■ FRAGMENTO DEL DOCUMENTO ■
—————

Los choques entre empresas y sindicatos son moneda corriente en Uruguay. Cómo llegamos a la situación actual y alternativas para salir.

Es innegable que desde lo jurídico se enmarca el relacionamiento entre las partes. Se definen límites, entre otras cuestiones, y ello brinda la previsibilidad propia de saber qué derechos y obligaciones tenemos, qué podría llegar a pasar en distintos escenarios, incluso en el más pesimista. Pero esta previsibilidad que necesitamos y valoramos para la planificación del funcionamiento de la organización —y sobre todo para la tranquilidad personal—, solo nos da seguridad psicológica siempre y cuando sea real y tangible. De hecho, gracias a la investigación en psicología sabemos que debe experimentarse en un registro sensorial, y hasta corporal, para que efectivamente bajen los niveles de ansiedad y crezcan los niveles de confianza.

Dicho de otra forma, el marco jurídico puede llegar a regular la huelga eventualmente, pero si en la práctica se terminan introduciendo nuevas medidas cuidadosamente diseñadas para eludir los límites jurídicos establecidos, terminamos en una carrera inútil del que quiere reglar y del que no quiere ser reglado, porque sus ventajas relativas residen justamente en esa falta de límites.

En toda negociación compleja pueden darse episodios de este tipo, que hacen a la “picardía” de ir construyendo una fortaleza “cuando y como puedo”. El problema es que, naturalizado este accionar, quienes lo aplicamos empezamos a pensar y actuar con una lógica oportunista, que no solo socava el principio de ganar-ganar —que está en la base de las negociaciones fructíferas y sostenibles—, sino que también hace que los resultados obtenidos sean menos estratégicos y más emergentes. Si ello no se controla muy bien, evantualmente nos encontraremos en escenarios que no buscamos, con frases poco felices como “es lo que hay, valor” o en conflictos en los que aprovechamos para entrar, pero no tenemos claro cómo salir.

—————

■ INFORMACIÓN PROPORCIONADA ■

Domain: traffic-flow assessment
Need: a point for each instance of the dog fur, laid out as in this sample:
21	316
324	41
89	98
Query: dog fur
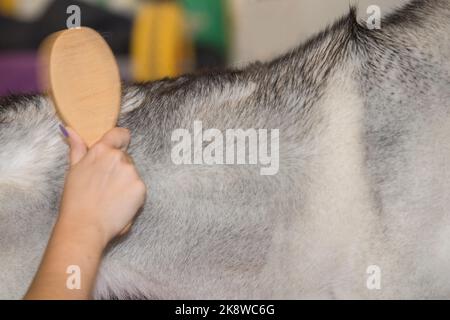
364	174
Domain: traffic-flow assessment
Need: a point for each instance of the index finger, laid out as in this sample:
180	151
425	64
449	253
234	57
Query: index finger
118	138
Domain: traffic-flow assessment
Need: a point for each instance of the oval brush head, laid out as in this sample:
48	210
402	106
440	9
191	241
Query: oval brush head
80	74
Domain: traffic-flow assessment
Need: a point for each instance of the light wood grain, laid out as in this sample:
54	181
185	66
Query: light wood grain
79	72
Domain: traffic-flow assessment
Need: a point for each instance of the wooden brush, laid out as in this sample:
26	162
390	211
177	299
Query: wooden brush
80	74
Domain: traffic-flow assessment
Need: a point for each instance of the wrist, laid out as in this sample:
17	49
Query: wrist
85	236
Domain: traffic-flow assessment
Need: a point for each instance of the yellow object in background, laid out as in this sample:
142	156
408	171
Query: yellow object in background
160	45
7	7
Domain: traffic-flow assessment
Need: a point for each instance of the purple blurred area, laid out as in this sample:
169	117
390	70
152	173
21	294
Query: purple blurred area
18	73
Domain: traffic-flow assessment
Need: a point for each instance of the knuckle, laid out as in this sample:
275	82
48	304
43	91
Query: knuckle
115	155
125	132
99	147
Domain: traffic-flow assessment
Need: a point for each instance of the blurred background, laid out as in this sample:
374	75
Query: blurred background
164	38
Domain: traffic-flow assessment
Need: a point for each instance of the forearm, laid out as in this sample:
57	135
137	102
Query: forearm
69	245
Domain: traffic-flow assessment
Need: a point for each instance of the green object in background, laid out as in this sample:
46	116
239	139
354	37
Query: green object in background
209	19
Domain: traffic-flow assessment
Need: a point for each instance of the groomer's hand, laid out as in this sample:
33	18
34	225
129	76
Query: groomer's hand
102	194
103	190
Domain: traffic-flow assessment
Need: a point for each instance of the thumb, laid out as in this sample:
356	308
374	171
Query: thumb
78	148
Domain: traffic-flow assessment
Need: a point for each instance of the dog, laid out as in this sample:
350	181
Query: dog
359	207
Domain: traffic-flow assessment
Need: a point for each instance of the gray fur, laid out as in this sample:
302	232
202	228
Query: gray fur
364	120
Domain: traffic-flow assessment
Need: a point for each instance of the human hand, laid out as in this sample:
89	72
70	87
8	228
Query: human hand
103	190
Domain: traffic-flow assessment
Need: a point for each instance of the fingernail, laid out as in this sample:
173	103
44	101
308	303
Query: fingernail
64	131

—————

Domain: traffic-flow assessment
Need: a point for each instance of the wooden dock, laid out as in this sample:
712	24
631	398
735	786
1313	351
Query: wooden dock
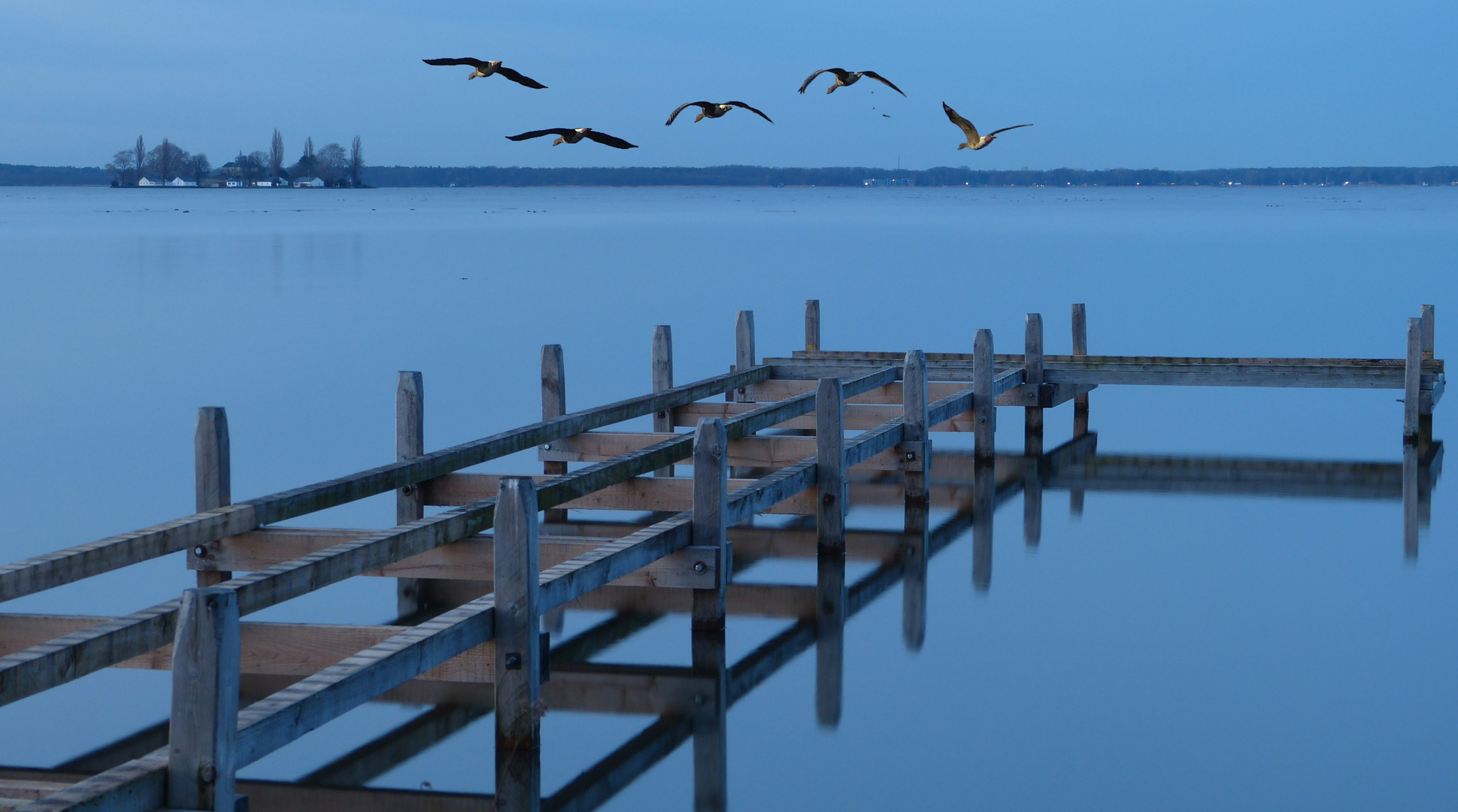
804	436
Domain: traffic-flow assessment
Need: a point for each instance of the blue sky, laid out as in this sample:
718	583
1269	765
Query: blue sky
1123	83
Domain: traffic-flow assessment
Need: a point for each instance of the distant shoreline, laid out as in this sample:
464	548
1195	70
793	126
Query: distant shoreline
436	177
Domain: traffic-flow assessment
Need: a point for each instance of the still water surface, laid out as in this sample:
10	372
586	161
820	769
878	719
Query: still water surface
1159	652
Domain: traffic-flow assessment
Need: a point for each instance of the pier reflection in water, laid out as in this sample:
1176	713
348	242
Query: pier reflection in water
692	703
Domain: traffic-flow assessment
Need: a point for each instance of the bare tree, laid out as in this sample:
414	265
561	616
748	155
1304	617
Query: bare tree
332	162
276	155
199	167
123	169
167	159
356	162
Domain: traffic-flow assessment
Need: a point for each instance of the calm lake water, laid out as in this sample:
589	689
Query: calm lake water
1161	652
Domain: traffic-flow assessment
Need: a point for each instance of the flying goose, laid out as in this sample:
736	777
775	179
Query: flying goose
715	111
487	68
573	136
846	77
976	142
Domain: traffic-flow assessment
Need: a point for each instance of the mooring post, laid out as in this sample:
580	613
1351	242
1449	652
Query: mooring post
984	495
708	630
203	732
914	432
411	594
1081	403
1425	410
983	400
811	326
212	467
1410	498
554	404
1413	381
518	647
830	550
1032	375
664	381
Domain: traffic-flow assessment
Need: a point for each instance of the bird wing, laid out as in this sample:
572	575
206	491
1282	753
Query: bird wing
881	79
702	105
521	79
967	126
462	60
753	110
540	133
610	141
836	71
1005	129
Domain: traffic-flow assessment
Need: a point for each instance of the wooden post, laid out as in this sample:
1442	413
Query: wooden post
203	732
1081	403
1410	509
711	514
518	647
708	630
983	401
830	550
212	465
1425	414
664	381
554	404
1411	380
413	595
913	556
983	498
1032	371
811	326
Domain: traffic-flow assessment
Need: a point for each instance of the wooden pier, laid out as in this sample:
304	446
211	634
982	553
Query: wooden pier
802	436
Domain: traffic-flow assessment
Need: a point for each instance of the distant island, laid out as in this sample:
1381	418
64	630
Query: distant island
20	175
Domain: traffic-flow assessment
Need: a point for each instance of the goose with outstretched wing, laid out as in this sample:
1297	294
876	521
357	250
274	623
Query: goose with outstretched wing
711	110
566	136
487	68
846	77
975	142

—————

■ QUÉ ELABORAR ■
Contesta estas preguntas a partir del fragmento sobre los choques entre empresas y sindicatos en Uruguay:
1. Según la investigación en psicología, ¿cómo debe experimentarse la previsibilidad para que bajen los niveles de ansiedad?
2. ¿En qué se termina si se introducen nuevas medidas cuidadosamente diseñadas para eludir los límites jurídicos?
3. ¿Qué principio socava la lógica oportunista?

■ RESPUESTA A LA TAREA ■
1. Debe experimentarse en un registro sensorial, y hasta corporal.
2. Se termina en una carrera inútil entre el que quiere reglar y el que no quiere ser reglado.
3. Socava el principio de ganar-ganar.